> _Stored entries_:
***
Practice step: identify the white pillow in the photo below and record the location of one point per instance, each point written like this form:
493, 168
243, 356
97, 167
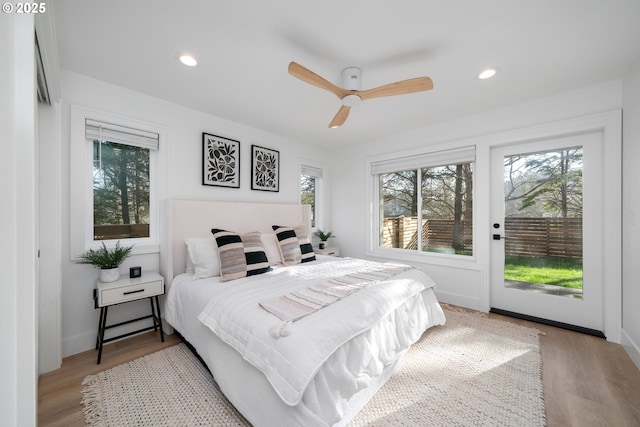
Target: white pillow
271, 247
203, 252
***
> _Stated goal_: Rewrite every line of the rows above as a numbered list, skipping any blank lines and leaving the pictures out.

> _Final result_:
1. Practice step: identify the white pillow in the photo below and record the location of one point per instance, each point written like this form:
2. 493, 168
3. 243, 356
4. 97, 167
5. Target: white pillow
6. 271, 247
7. 203, 252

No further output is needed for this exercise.